This is not to refute that individuals must show the fruit of repentance or that each of us will stand in judgment. But there's real hope in that we will stand in Christ, the first fruit of those who sleep ... and that God has put us in the context of the family and the church that we might stand strong in the battle. That we stand with Abraham in the hope that our offspring will be like the sand on the sea shore ....


----------



## dr_parsley (Jul 29, 2009)

Grillsy said:


> So, this is something that I really need help with. I would appreciate input from anyone, but specifically paedobaptists.
> 
> What is the nature of conversion? Must an individual have a memory of the first time they came to faith? Or can they "grow into it" as I have heard many claim?
> 
> Do these questions makes sense? Does anyone know what I am talking about?



Based on a quick search of ESV and KJV, the few places translated as "convert" seem to mean "turn". The bible speaks more generally of repentance than conversion. Biblicaly, it is the fruit of repentance one should look for in one's own life rather than a memory of a conversion experience. Those who cannot remember a time when they didn't believe, should still be repenting daily and seeing its fruit.

*SET PROBLEM 1*: Please retype the conversion thread between "## dr_parsley (Jul" and "heard many claim?", inclusive.
*SET PROBLEM 2*: Gather each line of the rows that contains the word "cabinet".
The conversion thread and the rows are unrelated.

*Dataset entries*:
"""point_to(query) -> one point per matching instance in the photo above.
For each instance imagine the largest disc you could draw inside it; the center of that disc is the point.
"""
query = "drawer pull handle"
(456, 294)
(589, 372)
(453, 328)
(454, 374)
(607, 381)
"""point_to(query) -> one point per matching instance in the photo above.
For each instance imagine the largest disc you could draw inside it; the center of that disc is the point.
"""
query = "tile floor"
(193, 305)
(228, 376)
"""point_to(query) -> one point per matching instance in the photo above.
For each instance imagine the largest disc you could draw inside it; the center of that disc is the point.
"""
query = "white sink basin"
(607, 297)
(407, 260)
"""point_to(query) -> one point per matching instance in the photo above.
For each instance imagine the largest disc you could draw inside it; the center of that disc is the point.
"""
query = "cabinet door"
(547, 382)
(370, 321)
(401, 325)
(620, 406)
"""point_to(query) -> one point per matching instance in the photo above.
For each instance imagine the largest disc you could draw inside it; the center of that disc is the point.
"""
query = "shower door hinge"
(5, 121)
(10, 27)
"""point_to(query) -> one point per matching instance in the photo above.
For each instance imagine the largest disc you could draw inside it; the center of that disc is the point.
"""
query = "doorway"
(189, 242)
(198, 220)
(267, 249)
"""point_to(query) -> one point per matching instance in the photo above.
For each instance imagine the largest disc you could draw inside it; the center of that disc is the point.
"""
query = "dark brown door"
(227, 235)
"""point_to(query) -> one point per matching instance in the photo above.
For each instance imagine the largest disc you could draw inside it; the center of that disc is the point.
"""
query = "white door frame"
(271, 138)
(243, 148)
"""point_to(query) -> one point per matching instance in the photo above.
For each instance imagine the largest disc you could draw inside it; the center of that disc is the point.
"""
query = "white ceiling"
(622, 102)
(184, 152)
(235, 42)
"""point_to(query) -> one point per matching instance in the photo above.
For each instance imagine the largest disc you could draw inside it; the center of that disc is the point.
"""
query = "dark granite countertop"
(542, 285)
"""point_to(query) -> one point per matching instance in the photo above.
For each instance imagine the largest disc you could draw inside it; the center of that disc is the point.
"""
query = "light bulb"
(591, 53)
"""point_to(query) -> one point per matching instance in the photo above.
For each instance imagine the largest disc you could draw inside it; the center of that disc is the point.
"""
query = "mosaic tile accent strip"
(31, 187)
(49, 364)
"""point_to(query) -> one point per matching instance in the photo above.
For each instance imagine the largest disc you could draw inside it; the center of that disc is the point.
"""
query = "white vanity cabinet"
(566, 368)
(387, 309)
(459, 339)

*CORRECT ANSWER 1*:
## dr_parsley (Jul 29, 2009)

Grillsy said:


> So, this is something that I really need help with. I would appreciate input from anyone, but specifically paedobaptists.
> 
> What is the nature of conversion? Must an individual have a memory of the first time they came to faith? Or can they "grow into it" as I have heard many claim?

*CORRECT ANSWER 2*:
query = "cabinet door"
query = "white vanity cabinet"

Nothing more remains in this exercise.